§ Complete the following
**1.** Retype the passage about Alan Taniguchi's buildings in Harlingen, starting with "Lunch was at" and going on through "improve its maintenance.".
**2.** In the passage about Alan Taniguchi's buildings in Harlingen, how thick is the roof plate of the Casa del Sol?
**3.** Carry on the passage about Alan Taniguchi's buildings in Harlingen from its last sentence.
··· Source extract ···
A stop at a house designed in the mid-1950s by Alan Taniguchi demonstrated how he rotated its plan so that major rooms faced south (toward the side property line and a garden patio) rather than the east-facing street front. Taniguchi used a windowless plane of limestone to wall off the house’s street front while serving as a backdrop for the site’s profuse subtropical vegetation.
Lunch was at one of Harlingen’s midcentury icons, Taniguchi & Croft’s flamboyant Casa del Sol (1962) downtown, built as a municipal event center. What makes the Casa del Sol iconic is its radial, 16-bay, thin-shell concrete roof structure. The catenary profiles of the two-inch-thick roof plate, folded over protruding, curved post-tensioned beams supported on sculpturally faceted columns, give the roof a draped, fabric-like appearance belying its concrete construction. Harlingen architect John Pearcy, AIA, spoke about recent efforts to persuade the City of Harlingen to recognize the building’s architectural significance and improve its maintenance.
··· Listed entries ···
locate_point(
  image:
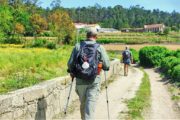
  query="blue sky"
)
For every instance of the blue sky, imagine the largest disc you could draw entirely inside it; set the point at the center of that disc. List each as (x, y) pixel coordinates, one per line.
(165, 5)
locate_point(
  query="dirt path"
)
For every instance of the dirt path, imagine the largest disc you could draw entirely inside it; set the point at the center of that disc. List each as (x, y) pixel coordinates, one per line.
(162, 107)
(121, 89)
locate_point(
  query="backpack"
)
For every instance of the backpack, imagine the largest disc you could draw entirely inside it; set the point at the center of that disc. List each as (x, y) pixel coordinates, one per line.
(126, 55)
(86, 62)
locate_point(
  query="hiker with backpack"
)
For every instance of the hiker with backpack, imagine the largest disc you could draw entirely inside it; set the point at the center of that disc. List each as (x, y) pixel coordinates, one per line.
(127, 59)
(86, 61)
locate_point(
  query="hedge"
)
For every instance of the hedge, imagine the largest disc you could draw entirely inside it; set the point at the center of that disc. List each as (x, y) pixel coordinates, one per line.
(168, 61)
(152, 55)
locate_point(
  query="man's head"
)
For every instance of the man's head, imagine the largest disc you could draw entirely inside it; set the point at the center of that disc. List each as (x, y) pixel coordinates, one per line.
(92, 35)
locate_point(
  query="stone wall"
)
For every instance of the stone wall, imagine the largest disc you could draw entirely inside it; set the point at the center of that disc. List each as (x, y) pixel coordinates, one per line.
(42, 101)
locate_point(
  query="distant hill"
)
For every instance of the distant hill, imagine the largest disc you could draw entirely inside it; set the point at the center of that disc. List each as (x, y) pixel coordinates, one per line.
(119, 17)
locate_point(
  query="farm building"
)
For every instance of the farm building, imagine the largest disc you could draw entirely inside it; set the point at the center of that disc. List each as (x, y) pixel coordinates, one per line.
(95, 27)
(132, 30)
(154, 28)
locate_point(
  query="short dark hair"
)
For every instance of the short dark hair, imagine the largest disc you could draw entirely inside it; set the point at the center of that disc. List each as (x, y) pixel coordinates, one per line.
(91, 34)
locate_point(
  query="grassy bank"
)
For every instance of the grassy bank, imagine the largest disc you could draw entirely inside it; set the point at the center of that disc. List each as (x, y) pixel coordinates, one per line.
(21, 68)
(137, 104)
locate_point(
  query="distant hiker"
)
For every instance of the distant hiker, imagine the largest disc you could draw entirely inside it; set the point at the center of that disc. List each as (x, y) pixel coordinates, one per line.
(127, 59)
(86, 61)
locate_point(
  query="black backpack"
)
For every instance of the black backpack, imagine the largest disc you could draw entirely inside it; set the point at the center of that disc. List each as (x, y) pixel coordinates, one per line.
(126, 55)
(87, 53)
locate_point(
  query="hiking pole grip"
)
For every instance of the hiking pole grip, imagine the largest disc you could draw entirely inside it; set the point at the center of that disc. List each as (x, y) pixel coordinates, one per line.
(107, 100)
(69, 96)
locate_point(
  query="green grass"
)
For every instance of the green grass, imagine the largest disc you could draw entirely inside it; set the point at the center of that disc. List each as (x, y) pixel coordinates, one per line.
(137, 104)
(20, 67)
(24, 67)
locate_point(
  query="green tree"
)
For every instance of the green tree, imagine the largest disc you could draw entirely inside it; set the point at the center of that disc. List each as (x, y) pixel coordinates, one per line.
(62, 26)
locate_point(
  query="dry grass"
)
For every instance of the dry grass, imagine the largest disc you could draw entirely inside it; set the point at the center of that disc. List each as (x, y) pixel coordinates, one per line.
(139, 46)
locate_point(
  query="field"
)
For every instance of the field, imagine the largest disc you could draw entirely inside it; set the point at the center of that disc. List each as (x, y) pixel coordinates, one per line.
(21, 67)
(121, 47)
(136, 38)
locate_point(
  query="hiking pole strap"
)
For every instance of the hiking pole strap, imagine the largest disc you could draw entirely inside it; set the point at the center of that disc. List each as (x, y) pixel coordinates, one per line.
(69, 96)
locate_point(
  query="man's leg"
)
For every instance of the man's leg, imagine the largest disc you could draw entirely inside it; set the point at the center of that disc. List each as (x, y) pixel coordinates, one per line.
(124, 69)
(127, 69)
(81, 91)
(91, 98)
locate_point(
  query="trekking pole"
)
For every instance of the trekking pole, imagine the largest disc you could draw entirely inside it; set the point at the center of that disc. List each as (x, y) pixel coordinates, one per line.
(69, 96)
(107, 95)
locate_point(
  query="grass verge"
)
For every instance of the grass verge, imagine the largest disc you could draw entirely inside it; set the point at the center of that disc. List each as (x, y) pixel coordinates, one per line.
(137, 104)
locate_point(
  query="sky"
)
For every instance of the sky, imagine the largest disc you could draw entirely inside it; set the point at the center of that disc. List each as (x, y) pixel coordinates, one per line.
(164, 5)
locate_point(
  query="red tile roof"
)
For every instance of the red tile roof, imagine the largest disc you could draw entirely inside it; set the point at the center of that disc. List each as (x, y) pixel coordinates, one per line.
(154, 26)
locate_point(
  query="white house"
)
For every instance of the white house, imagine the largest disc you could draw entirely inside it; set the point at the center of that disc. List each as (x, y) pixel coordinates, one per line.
(94, 27)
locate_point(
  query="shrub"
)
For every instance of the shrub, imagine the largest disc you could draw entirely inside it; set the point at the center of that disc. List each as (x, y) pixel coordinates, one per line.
(177, 53)
(176, 73)
(51, 45)
(167, 64)
(152, 55)
(38, 43)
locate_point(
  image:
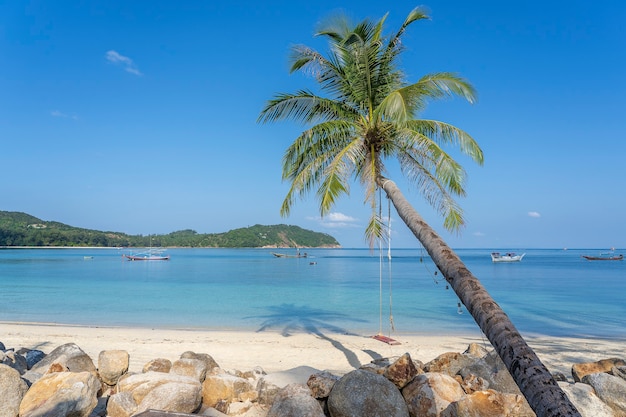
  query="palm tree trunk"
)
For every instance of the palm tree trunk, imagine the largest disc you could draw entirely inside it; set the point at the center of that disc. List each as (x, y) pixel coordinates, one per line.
(533, 379)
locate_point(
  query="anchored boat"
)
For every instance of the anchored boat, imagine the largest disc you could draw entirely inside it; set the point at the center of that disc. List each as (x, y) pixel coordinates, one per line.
(506, 257)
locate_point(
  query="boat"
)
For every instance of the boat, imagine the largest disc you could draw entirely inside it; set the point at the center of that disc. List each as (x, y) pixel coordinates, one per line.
(506, 257)
(148, 255)
(604, 257)
(284, 255)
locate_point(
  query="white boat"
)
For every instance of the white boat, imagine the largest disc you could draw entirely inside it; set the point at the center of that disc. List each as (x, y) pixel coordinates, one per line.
(148, 255)
(506, 257)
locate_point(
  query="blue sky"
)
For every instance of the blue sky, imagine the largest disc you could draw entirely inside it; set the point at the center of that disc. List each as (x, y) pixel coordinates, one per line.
(140, 116)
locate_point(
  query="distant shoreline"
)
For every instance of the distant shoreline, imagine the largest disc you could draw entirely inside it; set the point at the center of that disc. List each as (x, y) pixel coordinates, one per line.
(273, 351)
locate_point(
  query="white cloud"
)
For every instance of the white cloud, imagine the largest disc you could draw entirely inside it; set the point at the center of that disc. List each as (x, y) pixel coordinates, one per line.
(57, 113)
(117, 58)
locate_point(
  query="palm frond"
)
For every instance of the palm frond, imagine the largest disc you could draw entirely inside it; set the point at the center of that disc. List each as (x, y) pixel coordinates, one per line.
(446, 134)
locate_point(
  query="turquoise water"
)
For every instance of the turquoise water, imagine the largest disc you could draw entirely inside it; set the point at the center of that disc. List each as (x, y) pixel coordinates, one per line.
(552, 292)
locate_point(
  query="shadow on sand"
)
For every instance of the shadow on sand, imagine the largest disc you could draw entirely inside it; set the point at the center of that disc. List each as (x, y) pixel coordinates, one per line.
(295, 319)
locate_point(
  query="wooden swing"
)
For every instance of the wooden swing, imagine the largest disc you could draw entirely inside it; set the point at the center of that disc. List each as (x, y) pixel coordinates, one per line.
(380, 337)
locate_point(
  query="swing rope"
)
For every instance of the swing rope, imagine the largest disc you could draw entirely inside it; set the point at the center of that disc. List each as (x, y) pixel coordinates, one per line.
(380, 269)
(379, 336)
(393, 328)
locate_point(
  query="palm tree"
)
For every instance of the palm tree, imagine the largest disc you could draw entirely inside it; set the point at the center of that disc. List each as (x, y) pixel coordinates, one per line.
(369, 117)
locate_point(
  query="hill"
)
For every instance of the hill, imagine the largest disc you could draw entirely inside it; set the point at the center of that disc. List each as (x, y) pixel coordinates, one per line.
(21, 229)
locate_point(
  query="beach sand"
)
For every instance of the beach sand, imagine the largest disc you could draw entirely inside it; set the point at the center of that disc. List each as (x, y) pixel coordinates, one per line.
(273, 351)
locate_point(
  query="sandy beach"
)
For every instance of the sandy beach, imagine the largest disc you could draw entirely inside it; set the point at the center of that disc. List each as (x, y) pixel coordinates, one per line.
(243, 350)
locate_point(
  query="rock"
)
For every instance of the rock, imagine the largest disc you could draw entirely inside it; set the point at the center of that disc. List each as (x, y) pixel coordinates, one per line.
(363, 393)
(112, 364)
(492, 369)
(585, 400)
(430, 393)
(195, 368)
(158, 365)
(159, 391)
(14, 360)
(12, 389)
(619, 371)
(69, 356)
(579, 370)
(295, 400)
(227, 388)
(269, 385)
(121, 404)
(472, 383)
(488, 403)
(61, 394)
(610, 389)
(321, 384)
(206, 358)
(34, 356)
(450, 363)
(401, 371)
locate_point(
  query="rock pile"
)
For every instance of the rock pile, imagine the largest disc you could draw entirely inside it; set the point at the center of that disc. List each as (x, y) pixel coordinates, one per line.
(66, 382)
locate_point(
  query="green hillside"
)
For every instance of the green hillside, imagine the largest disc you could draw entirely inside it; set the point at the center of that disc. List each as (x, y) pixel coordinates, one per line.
(21, 229)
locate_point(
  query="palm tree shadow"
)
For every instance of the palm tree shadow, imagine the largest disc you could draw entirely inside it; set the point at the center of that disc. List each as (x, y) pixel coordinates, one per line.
(294, 319)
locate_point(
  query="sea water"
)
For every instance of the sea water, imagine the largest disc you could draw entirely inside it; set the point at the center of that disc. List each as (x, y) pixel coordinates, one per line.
(551, 292)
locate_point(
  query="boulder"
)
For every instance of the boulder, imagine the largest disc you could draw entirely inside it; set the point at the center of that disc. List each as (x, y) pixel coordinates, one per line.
(14, 360)
(33, 356)
(430, 393)
(579, 370)
(226, 388)
(269, 385)
(610, 389)
(121, 404)
(488, 403)
(363, 393)
(450, 363)
(159, 391)
(112, 364)
(321, 384)
(12, 389)
(619, 371)
(194, 368)
(492, 369)
(401, 371)
(295, 400)
(61, 394)
(206, 358)
(69, 356)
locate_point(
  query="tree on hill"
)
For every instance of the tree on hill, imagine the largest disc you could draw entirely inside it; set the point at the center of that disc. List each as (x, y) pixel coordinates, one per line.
(367, 117)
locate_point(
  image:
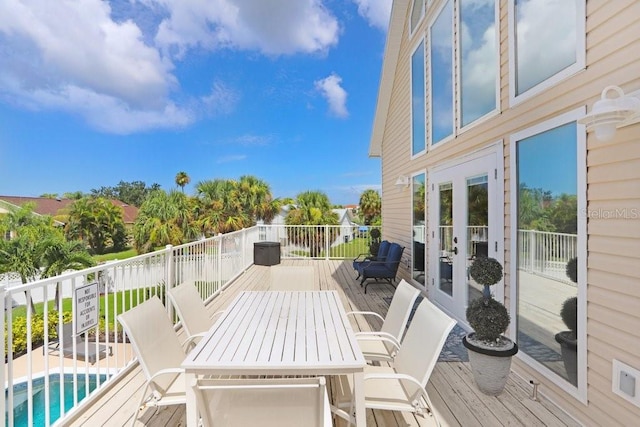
···
§ Task answers
**1.**
Lunch was at one of Harlingen’s midcentury icons, Taniguchi & Croft’s flamboyant Casa del Sol (1962) downtown, built as a municipal event center. What makes the Casa del Sol iconic is its radial, 16-bay, thin-shell concrete roof structure. The catenary profiles of the two-inch-thick roof plate, folded over protruding, curved post-tensioned beams supported on sculpturally faceted columns, give the roof a draped, fabric-like appearance belying its concrete construction. Harlingen architect John Pearcy, AIA, spoke about recent efforts to persuade the City of Harlingen to recognize the building’s architectural significance and improve its maintenance.

**2.** Two inches.

**3.**
Following lunch, the tour moved on to a flat-roofed, steel-framed, one-story suburban office building constructed in 1950 as Cocke, Bowman & York’s design studio. The exterior of the small building shows how John York experimented with exposed structure, various surfacing materials, and climate-responsive spatial organization to produce a new building type for Harlingen: the garden office building. As participants noted, the diminutive building (now occupied by Green, Rubiano & Associates, a structural engineering firm) retains steel loops projecting from the roof fascia designed to support an exterior shading device.
The tour bus drove past other examples of suburban office buildings, one by Croft featuring paired concrete upstand beams carrying a concrete roof plate, the other a subdivision of one-story medical buildings (several designed by Taniguchi). These demonstrated the suburbanization of the professional workplace in the 1950s. Participants dodged rain showers while admiring a one-block street of houses that Taniguchi designed in 1952 at the beginning of his Harlingen career. The small houses (one owned by Harlingen modern preservation activist Michael Dailey) orient rooms to the south and away from the street. They also treat their architecturally exuberant carports as surrogate front porches.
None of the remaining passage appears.